• GOAL:
Show every line in the listing below that contains the string "chrome".

• MATERIAL SUPPLIED:

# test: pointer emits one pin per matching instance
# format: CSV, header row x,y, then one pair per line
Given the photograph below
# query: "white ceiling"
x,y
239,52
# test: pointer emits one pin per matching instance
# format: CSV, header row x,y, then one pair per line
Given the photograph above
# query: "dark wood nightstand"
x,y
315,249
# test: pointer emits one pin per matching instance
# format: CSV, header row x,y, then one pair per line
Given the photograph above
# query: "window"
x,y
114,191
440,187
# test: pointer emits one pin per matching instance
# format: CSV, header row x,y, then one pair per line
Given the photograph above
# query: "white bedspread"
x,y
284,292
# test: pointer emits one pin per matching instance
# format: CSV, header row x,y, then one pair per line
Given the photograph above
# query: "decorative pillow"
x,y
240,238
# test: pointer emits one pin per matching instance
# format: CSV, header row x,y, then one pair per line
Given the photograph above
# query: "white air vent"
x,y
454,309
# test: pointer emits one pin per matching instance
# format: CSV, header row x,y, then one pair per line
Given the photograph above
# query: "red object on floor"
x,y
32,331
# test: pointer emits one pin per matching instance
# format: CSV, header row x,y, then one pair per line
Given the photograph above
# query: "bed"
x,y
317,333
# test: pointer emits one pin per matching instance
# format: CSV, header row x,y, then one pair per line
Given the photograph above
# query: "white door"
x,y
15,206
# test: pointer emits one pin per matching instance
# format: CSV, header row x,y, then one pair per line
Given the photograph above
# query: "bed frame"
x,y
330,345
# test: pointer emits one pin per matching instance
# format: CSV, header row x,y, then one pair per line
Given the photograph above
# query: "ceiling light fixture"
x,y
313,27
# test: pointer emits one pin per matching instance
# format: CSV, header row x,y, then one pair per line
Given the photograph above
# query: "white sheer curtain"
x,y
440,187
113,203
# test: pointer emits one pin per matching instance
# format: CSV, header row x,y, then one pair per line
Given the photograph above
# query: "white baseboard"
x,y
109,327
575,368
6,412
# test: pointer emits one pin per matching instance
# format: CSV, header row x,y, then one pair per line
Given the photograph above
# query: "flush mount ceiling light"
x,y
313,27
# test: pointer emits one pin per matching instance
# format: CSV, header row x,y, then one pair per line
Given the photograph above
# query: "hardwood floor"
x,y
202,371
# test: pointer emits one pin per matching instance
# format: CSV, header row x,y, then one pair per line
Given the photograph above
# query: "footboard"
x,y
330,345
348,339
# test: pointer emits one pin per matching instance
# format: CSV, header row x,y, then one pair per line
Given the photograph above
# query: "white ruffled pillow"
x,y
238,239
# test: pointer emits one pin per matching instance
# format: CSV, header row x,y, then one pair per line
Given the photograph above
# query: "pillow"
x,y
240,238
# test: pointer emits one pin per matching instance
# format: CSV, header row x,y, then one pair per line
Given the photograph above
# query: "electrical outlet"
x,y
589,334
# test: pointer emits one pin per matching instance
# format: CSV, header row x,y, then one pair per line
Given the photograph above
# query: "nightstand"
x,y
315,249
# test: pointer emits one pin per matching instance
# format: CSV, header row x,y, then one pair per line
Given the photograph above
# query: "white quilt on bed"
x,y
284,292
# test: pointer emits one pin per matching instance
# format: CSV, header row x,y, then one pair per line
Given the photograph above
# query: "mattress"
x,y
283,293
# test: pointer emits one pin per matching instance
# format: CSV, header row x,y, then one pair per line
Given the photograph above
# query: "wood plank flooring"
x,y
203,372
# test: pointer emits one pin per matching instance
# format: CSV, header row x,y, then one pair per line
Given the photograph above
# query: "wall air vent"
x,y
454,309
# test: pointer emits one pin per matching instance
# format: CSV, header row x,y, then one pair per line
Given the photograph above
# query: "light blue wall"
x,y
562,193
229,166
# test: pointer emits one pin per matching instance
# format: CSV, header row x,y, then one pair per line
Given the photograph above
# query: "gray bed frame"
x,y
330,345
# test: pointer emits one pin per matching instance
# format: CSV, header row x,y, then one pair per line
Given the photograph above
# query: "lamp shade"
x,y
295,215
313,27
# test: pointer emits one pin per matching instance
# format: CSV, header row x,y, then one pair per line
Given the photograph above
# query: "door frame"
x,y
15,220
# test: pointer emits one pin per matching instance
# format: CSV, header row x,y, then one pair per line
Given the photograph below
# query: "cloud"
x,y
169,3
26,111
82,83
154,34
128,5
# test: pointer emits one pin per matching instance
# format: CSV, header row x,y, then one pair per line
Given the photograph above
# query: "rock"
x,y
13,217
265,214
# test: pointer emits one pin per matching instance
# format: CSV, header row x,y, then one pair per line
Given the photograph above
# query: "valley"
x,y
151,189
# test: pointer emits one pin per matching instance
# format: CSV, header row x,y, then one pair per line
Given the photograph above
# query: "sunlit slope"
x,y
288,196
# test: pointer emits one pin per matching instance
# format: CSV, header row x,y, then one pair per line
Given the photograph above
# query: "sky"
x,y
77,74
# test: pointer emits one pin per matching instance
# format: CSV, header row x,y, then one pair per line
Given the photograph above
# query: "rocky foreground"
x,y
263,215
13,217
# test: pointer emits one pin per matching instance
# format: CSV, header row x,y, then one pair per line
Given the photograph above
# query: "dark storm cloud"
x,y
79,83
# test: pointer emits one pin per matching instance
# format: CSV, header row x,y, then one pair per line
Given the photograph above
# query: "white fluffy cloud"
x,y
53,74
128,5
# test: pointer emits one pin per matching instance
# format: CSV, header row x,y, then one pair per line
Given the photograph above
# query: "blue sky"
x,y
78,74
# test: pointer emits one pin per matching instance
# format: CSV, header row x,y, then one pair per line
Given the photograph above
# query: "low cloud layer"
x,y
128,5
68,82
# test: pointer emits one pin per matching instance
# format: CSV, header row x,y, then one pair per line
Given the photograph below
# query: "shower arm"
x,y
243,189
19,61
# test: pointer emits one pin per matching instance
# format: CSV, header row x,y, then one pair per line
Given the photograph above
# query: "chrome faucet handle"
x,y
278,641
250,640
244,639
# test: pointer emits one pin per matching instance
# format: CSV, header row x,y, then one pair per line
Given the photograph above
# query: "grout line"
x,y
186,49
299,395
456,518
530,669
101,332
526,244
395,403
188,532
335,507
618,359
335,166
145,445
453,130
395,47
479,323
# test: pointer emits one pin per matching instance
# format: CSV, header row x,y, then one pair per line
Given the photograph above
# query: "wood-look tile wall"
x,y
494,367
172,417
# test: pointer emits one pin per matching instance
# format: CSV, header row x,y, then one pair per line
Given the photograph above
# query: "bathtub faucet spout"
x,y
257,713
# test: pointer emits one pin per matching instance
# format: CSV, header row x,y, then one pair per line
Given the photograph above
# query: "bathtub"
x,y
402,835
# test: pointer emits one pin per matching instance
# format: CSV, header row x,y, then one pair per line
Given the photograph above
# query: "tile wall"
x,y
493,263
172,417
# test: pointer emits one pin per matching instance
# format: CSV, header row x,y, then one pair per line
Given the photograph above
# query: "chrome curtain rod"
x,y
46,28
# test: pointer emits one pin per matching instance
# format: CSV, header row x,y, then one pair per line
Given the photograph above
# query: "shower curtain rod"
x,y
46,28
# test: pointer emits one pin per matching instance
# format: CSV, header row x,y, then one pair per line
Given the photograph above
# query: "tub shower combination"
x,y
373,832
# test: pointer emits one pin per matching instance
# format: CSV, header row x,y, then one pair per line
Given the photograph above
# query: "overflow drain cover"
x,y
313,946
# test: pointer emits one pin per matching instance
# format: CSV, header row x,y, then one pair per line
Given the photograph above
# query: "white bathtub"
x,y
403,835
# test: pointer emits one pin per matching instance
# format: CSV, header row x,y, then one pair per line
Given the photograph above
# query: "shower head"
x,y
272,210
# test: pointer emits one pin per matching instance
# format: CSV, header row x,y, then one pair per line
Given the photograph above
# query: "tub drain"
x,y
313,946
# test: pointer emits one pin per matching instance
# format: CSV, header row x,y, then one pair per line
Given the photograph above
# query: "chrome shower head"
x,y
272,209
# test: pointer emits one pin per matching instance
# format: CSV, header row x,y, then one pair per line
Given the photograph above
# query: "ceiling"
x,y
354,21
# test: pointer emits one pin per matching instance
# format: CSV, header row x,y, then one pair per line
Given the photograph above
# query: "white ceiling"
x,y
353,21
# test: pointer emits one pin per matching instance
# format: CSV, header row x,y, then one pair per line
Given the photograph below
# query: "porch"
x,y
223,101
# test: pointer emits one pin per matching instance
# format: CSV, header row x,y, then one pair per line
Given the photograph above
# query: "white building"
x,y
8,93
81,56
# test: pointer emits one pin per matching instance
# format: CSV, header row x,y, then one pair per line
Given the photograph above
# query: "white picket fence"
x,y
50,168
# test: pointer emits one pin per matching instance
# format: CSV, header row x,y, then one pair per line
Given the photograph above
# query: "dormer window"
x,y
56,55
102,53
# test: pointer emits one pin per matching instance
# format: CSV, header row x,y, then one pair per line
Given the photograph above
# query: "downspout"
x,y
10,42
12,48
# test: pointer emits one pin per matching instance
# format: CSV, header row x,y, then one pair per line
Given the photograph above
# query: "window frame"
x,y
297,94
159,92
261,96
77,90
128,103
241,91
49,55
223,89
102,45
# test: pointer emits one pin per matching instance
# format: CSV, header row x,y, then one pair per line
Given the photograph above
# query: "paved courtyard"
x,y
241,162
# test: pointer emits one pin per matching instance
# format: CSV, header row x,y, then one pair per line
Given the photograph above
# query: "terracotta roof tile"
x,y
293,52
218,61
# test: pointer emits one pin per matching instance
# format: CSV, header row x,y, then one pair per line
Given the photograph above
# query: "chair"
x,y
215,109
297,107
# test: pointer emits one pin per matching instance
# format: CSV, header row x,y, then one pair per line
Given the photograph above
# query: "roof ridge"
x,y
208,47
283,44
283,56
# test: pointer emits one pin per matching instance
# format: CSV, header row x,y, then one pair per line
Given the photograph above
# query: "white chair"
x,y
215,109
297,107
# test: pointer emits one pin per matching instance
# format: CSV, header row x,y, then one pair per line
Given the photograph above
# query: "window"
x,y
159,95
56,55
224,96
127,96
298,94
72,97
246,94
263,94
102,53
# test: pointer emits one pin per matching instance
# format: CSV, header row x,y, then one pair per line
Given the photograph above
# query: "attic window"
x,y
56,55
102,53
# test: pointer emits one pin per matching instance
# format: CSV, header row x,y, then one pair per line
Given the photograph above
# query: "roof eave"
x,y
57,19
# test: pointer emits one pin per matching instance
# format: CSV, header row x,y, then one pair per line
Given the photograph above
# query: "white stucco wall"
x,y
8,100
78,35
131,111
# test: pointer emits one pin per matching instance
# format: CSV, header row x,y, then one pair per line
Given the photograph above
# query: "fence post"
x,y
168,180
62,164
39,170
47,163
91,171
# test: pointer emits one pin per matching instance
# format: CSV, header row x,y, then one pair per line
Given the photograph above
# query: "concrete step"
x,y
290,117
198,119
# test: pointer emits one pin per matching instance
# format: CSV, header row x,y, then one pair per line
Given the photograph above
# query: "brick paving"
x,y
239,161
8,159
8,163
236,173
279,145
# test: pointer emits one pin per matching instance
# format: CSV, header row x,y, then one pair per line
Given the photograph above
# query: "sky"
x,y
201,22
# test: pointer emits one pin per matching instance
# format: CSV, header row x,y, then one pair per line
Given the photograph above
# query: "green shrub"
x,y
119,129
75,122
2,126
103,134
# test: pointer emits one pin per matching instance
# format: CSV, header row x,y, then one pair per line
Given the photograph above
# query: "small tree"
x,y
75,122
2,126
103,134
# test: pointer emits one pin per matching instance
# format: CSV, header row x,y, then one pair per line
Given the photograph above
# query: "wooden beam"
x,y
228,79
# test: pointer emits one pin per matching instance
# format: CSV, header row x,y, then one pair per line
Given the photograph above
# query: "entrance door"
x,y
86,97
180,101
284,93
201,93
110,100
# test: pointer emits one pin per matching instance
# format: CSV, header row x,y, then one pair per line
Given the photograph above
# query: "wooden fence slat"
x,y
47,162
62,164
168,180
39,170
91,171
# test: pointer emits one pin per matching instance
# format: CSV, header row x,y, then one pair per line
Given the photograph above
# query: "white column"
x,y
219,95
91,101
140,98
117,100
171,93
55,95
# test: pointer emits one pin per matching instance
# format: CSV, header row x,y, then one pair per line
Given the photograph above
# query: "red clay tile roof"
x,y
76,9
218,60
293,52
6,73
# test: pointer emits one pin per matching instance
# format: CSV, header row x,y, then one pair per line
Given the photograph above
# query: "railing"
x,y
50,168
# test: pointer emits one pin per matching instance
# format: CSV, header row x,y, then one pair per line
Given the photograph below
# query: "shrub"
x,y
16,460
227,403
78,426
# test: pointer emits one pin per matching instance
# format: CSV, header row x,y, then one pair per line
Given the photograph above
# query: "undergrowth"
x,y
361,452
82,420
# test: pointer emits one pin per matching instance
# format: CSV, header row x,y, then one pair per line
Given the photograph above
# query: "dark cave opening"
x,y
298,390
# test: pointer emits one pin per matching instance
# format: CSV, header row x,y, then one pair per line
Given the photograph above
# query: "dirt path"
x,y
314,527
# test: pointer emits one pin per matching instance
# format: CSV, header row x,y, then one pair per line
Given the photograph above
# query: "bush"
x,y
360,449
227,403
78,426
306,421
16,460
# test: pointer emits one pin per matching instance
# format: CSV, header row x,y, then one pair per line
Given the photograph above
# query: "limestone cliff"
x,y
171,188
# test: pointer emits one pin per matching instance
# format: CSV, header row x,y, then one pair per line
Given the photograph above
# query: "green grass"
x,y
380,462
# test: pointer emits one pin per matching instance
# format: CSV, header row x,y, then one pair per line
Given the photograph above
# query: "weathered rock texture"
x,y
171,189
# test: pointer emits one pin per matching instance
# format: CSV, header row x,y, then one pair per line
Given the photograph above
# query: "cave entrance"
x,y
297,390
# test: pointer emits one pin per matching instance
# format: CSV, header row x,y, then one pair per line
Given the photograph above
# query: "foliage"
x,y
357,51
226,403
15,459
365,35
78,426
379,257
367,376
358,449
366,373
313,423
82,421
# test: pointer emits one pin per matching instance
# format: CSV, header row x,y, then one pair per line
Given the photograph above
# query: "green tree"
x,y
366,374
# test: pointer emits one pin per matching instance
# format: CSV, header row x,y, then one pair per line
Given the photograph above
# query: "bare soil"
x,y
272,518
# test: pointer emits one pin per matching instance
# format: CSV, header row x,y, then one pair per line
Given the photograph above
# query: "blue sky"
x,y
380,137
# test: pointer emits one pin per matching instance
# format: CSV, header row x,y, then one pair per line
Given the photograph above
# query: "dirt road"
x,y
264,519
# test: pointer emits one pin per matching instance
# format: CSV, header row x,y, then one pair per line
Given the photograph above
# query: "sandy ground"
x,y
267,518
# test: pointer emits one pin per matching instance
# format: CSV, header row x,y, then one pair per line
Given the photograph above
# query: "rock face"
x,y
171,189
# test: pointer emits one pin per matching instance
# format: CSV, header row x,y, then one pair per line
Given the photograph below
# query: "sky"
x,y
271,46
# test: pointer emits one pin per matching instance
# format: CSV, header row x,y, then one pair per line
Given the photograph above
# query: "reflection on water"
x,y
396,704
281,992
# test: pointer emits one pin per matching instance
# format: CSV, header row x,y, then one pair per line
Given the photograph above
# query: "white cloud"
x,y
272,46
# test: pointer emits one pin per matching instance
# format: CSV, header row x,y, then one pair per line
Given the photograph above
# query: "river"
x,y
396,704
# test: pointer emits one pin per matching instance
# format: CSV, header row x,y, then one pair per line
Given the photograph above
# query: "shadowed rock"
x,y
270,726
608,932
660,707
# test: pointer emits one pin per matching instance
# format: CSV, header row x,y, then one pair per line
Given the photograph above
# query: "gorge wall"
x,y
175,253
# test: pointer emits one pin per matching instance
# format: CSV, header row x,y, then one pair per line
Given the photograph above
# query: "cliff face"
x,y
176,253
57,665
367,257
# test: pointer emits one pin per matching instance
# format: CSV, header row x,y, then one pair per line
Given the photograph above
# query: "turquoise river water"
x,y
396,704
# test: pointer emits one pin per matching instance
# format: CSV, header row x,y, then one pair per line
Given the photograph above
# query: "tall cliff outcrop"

• SOLUTION FOR THIS PROBLEM:
# query: "chrome faucet handle"
# query: "chrome curtain rod"
# query: "chrome shower head"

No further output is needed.